**What you need to do**
**1.** Translate this sentence from the CMU Sphinx post into Spanish: "It does work, but it also crashes."
**2.** According to the CMU Sphinx post, which versions of sphinxbase and pocketsphinx were installed?
**3.** Extract the part of the CMU Sphinx post starting at "I was actually" and ending at "Sphinx’s Gstreamer plugin.".

**Source passage**
-- -- --

Not this Sphinx, naming is really a important fact. Anyway, I tried to play with CMU Sphinx. It, the pocketsphinx, provides Python binding, though no real documentation. There are two modes that you can do recognition, by on-the-fly or by block of data. By default models, on-the-fly gives useless results, I don’t know if it can do better after training a bit. However, I have no idea how to do that, too. By decoding a block a data gives acceptable results.

I was actually caught by gnome-voice-control. It does work, but it also crashes. I checked out the repository (I couldn’t compile version 0.3) and installed sphinxbase 0.4.1 and pocketsphinx 0.5.1.

Since it crashes every time, I wanted to write a simple or similar one using Python. Unfortunately, the result isn’t good, though reduce word bank and do word slice on our own plus decode by block may help to improve the accuracy, but I think that’s much effort to do and I have much knowledge of speech recognition. I stopped here.

I still organized a simple code, which uses pyalsaaudio 0.4 to capture audio. It records till you press Ctrl+C, then do recognition.

You can also try this Python script1, which is a GUI and uses Sphinx’s Gstreamer plugin.

[1]http://www.speech.cs.cmu.edu/cmusphinx/moinmoin/GStreamer is gone.

-- -- --

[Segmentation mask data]

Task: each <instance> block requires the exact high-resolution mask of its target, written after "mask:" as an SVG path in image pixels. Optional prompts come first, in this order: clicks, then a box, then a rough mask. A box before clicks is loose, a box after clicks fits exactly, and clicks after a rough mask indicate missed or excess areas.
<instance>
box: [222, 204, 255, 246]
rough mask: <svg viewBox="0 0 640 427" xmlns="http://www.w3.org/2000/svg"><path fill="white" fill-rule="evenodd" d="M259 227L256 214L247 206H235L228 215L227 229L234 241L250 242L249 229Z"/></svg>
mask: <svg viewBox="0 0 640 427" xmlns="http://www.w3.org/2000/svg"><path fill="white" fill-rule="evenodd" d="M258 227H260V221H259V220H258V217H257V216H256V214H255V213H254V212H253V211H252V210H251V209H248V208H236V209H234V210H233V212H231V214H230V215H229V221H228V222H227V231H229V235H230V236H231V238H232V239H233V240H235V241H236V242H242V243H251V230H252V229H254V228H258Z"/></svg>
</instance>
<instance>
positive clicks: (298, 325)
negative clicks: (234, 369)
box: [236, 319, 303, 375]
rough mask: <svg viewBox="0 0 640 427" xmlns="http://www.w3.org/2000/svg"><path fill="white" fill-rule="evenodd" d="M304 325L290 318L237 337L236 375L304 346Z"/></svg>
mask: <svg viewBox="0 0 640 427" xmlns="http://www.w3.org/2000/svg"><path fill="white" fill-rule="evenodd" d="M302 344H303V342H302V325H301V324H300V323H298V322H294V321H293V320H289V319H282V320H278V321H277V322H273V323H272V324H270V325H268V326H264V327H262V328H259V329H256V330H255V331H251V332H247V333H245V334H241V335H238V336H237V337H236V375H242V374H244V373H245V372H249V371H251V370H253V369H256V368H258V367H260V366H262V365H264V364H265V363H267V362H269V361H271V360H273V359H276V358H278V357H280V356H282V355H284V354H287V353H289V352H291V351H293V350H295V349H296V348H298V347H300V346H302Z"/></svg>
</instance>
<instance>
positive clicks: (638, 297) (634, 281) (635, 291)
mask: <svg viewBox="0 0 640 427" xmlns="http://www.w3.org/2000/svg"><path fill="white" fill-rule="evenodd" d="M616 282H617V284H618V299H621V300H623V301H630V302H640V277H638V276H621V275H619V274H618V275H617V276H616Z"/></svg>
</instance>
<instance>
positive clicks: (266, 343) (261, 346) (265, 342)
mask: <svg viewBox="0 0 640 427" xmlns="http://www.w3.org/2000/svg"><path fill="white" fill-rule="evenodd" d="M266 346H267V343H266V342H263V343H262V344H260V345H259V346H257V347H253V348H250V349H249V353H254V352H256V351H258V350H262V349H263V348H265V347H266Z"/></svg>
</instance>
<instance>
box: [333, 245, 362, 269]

-- -- --

**Completed exercise**
**1.** Sí funciona, pero también se bloquea.

**2.** Sphinxbase 0.4.1 and pocketsphinx 0.5.1.

**3.**
I was actually caught by gnome-voice-control. It does work, but it also crashes. I checked out the repository (I couldn’t compile version 0.3) and installed sphinxbase 0.4.1 and pocketsphinx 0.5.1.

Since it crashes every time, I wanted to write a simple or similar one using Python. Unfortunately, the result isn’t good, though reduce word bank and do word slice on our own plus decode by block may help to improve the accuracy, but I think that’s much effort to do and I have much knowledge of speech recognition. I stopped here.

I still organized a simple code, which uses pyalsaaudio 0.4 to capture audio. It records till you press Ctrl+C, then do recognition.

You can also try this Python script1, which is a GUI and uses Sphinx’s Gstreamer plugin.